*** Text section

Pema Tseden’s Other Legacy
Last May, the author, translator, and filmmaker Pema Tseden died of a sudden heart attack in Lhasa. While the news came as a shock to all who knew him, myself included, the events of the past year prove that he has not been forgotten. His last film, “Snow Leopard,” released posthumously, won the Grand Prix at the 36th Tokyo International Film Festival last November before premiering in cinemas on the Chinese mainland in April.
But Pema Tseden’s films are only one part of his legacy — he was also a prolific writer who produced 46 short stories in both Tibetan and Chinese.
The last two of these — the fiction collection “Fresh Scent of Pine Wood” and a compendium of translated folklore “Tales of the Golden Corpse: Tibetan Folk Tales” — finally hit stores this May, on the one-year anniversary of his death. Their publication was something of a pet project of mine: my way of paying tribute to a great, if sometimes overlooked, literary talent.
Pema Tseden’s career defies easy categorization. An auteur who wrote and directed his own scripts, he was equally at home writing screenplays and novels. And he did so in two languages — Tibetan and Chinese — often translating his own work from one to the other.
Although Pema Tseden grew up in a Chinese-speaking environment and was in third grade by the time his region revived education in minority languages and scripts, Tibetan was his mother tongue. His grandfather, a monk in the Nyingma sect of Tibetan Buddhism, raised and educated him, taught him Tibetan, and helped him recite the scriptures. Their loving relationship would prove the foundation of Pema Tseden’s creative life.
After graduating from junior high, Pema Tseden was admitted into a high school in the northwestern province of Qinghai. It was there that he met the famous Tibetan poet and writer Dondrub Gyal, and under his guidance began his literary journey. Highly influential to the generation of Tibetans who came of age in the 1980s, Dondrub Gyal was the quintessential bad boy poet: Eschewing custom, he wore his hair long, donned sunglasses and a long trench coat, and smoked in class. He could recite epics like the “Ramayana” and spoke endlessly about poetry.
But Pema Tseden didn’t just draw influence from Tibetan literature: In addition to Tibetan classics like “The Life of Milarepa,” he immersed himself in work like the 17th-century classic “Dream of the Red Chamber,” Russian literature, and popular romances. He also read many of the realist noels and avant-garde writers who emerged in China in the late 1980s, including Yu Hua, Yan Lianke, Ge Fei, Su Tong, and Can Xue.
Their influence can be seen in his first published story, “Men and Dog,” which came out in the Tibet Literature magazine in 1992, when he was just a freshman in college. The narrative is simple: A dog lives on a mountain inhabited by three households of shepherds. One night, one of the households witnesses a marriage, another has a member who falls ill, and in the third, a child is born. A wolf arrives, and the dog vigilantly guards the herds of sheep, barking and shrieking. The people, feeling ill at ease about the sound, beat the dog to death with a staff. The next morning, they realize that the strange sounds they heard the night before were from a fight between the dog and a wolf.
“It was my debut piece, and it basically set the tone for all my other work,” Pema Tseden later told his biographer. “What remains is really only one emotion, a slight pessimism.”

******
*** Extracted records

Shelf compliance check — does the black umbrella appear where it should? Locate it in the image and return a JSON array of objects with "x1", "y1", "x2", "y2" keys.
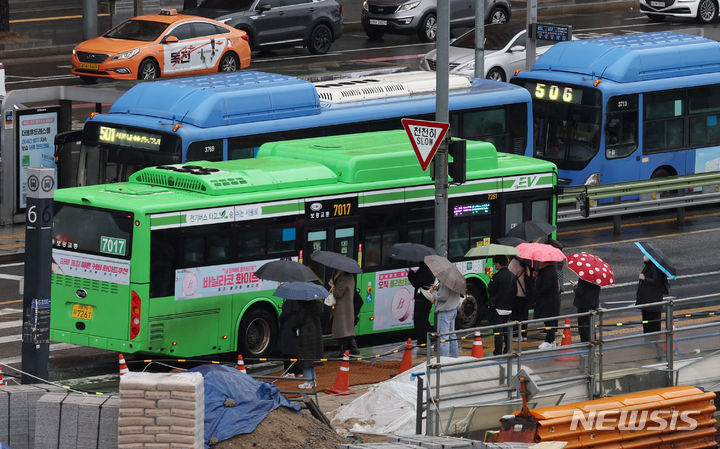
[
  {"x1": 507, "y1": 220, "x2": 557, "y2": 242},
  {"x1": 497, "y1": 236, "x2": 527, "y2": 246},
  {"x1": 635, "y1": 242, "x2": 677, "y2": 279},
  {"x1": 390, "y1": 242, "x2": 437, "y2": 262},
  {"x1": 273, "y1": 282, "x2": 330, "y2": 301},
  {"x1": 310, "y1": 251, "x2": 362, "y2": 273},
  {"x1": 255, "y1": 260, "x2": 318, "y2": 282}
]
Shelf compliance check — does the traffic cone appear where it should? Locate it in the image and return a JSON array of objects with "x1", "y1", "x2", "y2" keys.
[
  {"x1": 398, "y1": 338, "x2": 412, "y2": 374},
  {"x1": 325, "y1": 351, "x2": 355, "y2": 395},
  {"x1": 470, "y1": 331, "x2": 485, "y2": 359},
  {"x1": 118, "y1": 354, "x2": 130, "y2": 376},
  {"x1": 236, "y1": 354, "x2": 247, "y2": 374}
]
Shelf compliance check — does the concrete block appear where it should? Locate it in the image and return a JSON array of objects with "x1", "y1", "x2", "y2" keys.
[
  {"x1": 58, "y1": 394, "x2": 85, "y2": 449},
  {"x1": 0, "y1": 387, "x2": 10, "y2": 442},
  {"x1": 34, "y1": 391, "x2": 67, "y2": 449},
  {"x1": 98, "y1": 395, "x2": 120, "y2": 449},
  {"x1": 77, "y1": 396, "x2": 108, "y2": 449}
]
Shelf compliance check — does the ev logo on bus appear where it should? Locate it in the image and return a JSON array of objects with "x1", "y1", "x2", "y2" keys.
[{"x1": 510, "y1": 175, "x2": 540, "y2": 190}]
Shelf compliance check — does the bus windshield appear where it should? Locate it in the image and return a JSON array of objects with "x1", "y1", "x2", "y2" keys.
[
  {"x1": 52, "y1": 202, "x2": 133, "y2": 259},
  {"x1": 77, "y1": 122, "x2": 181, "y2": 185}
]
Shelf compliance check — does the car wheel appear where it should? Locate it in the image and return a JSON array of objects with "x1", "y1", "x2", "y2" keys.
[
  {"x1": 80, "y1": 75, "x2": 97, "y2": 84},
  {"x1": 365, "y1": 28, "x2": 385, "y2": 41},
  {"x1": 697, "y1": 0, "x2": 718, "y2": 23},
  {"x1": 488, "y1": 8, "x2": 508, "y2": 23},
  {"x1": 418, "y1": 13, "x2": 437, "y2": 42},
  {"x1": 308, "y1": 23, "x2": 332, "y2": 55},
  {"x1": 138, "y1": 58, "x2": 160, "y2": 80},
  {"x1": 485, "y1": 67, "x2": 506, "y2": 82},
  {"x1": 238, "y1": 307, "x2": 278, "y2": 357},
  {"x1": 218, "y1": 52, "x2": 240, "y2": 72}
]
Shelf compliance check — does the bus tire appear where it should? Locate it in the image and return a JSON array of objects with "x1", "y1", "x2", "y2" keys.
[
  {"x1": 485, "y1": 67, "x2": 506, "y2": 82},
  {"x1": 418, "y1": 12, "x2": 437, "y2": 42},
  {"x1": 455, "y1": 281, "x2": 488, "y2": 329},
  {"x1": 308, "y1": 23, "x2": 333, "y2": 55},
  {"x1": 218, "y1": 51, "x2": 240, "y2": 72},
  {"x1": 238, "y1": 307, "x2": 278, "y2": 358},
  {"x1": 696, "y1": 0, "x2": 718, "y2": 23},
  {"x1": 138, "y1": 58, "x2": 160, "y2": 80}
]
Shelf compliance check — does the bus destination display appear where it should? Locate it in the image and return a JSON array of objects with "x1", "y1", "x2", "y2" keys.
[
  {"x1": 525, "y1": 82, "x2": 583, "y2": 104},
  {"x1": 98, "y1": 125, "x2": 162, "y2": 151}
]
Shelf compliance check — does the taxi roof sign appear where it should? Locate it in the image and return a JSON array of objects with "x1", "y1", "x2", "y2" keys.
[{"x1": 401, "y1": 118, "x2": 450, "y2": 171}]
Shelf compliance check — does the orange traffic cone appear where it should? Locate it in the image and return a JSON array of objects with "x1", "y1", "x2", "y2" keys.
[
  {"x1": 325, "y1": 351, "x2": 355, "y2": 395},
  {"x1": 235, "y1": 354, "x2": 247, "y2": 374},
  {"x1": 470, "y1": 331, "x2": 485, "y2": 359},
  {"x1": 398, "y1": 338, "x2": 412, "y2": 374},
  {"x1": 118, "y1": 354, "x2": 130, "y2": 376}
]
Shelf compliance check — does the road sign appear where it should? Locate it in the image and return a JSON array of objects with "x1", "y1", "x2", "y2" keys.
[{"x1": 402, "y1": 118, "x2": 450, "y2": 170}]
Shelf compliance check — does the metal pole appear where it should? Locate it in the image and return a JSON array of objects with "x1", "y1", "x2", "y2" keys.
[
  {"x1": 525, "y1": 0, "x2": 537, "y2": 70},
  {"x1": 475, "y1": 0, "x2": 485, "y2": 78},
  {"x1": 83, "y1": 0, "x2": 97, "y2": 41},
  {"x1": 22, "y1": 167, "x2": 55, "y2": 384}
]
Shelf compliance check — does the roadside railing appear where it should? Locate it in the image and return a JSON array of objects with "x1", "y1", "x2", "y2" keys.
[
  {"x1": 416, "y1": 293, "x2": 720, "y2": 436},
  {"x1": 557, "y1": 172, "x2": 720, "y2": 229}
]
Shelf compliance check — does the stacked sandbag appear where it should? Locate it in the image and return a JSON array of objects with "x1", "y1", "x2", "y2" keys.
[{"x1": 118, "y1": 372, "x2": 205, "y2": 449}]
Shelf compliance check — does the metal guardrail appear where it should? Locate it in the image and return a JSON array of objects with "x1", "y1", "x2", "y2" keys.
[{"x1": 557, "y1": 172, "x2": 720, "y2": 223}]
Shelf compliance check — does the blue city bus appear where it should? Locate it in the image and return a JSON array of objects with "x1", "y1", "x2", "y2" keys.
[
  {"x1": 66, "y1": 71, "x2": 532, "y2": 187},
  {"x1": 511, "y1": 32, "x2": 720, "y2": 186}
]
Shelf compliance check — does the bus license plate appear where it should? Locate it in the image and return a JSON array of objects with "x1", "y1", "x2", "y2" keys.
[{"x1": 72, "y1": 304, "x2": 93, "y2": 320}]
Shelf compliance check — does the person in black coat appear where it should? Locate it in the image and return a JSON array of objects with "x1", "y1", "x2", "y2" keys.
[
  {"x1": 488, "y1": 256, "x2": 517, "y2": 355},
  {"x1": 534, "y1": 262, "x2": 560, "y2": 349},
  {"x1": 294, "y1": 299, "x2": 323, "y2": 389},
  {"x1": 573, "y1": 279, "x2": 600, "y2": 342},
  {"x1": 408, "y1": 262, "x2": 435, "y2": 345},
  {"x1": 277, "y1": 300, "x2": 303, "y2": 377},
  {"x1": 635, "y1": 256, "x2": 669, "y2": 334}
]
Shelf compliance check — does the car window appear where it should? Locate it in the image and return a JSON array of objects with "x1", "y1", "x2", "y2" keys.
[
  {"x1": 191, "y1": 22, "x2": 216, "y2": 39},
  {"x1": 170, "y1": 23, "x2": 195, "y2": 41},
  {"x1": 105, "y1": 19, "x2": 168, "y2": 42}
]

******

▶ **Requirements**
**A.** Rewrite the portion of the Pema Tseden essay between "Pema Tseden’s career" and "to the other.", inclusive, swapping "categorization" for "classification".
**B.** Extend the Pema Tseden essay by writing what comes after its final sentence.

▶ **Results by task**
**A.**
Pema Tseden’s career defies easy classification. An auteur who wrote and directed his own scripts, he was equally at home writing screenplays and novels. And he did so in two languages — Tibetan and Chinese — often translating his own work from one to the other.

**B.**
In 1991, after four years spent as a primary school teacher, Pema Tseden was admitted into the Tibetan Language and Literature major at Northwest Minzu University in Gansu province; he would eventually receive a master’s degree in Tibetan-Chinese Literary Translation from the school. As part of his degree, he needed to translate a text from Tibetan to Chinese; he picked the “Tales of the Golden Corpse,” a compendium of classic folktales from the region.
“I needed to get some practice translating, so I translated the ‘Tales of the Golden Corpse,’ which greatly influenced me when I was young,” he recalled. “The narratives and dialogues in those stories were very simple, but they inspired me.”
Indeed, both his short stories and scripts were greatly influenced by folk literature and Tibetan literary traditions. Pema Tseden listened to many folktales growing up, and later on he would retell these stories to others, giving him an ear for concise language and structure. In 2009, he published a full Chinese translation of the “Tales of the Golden Corpse,” affixing “Tibetan Folk Tales” to the title. That same year, he completed work on his first feature film, “Soul Searching,” part of his graduate thesis at the Beijing Film Academy. It would go on to win the Jury Grand Prix at the 12th Shanghai International Film Festival.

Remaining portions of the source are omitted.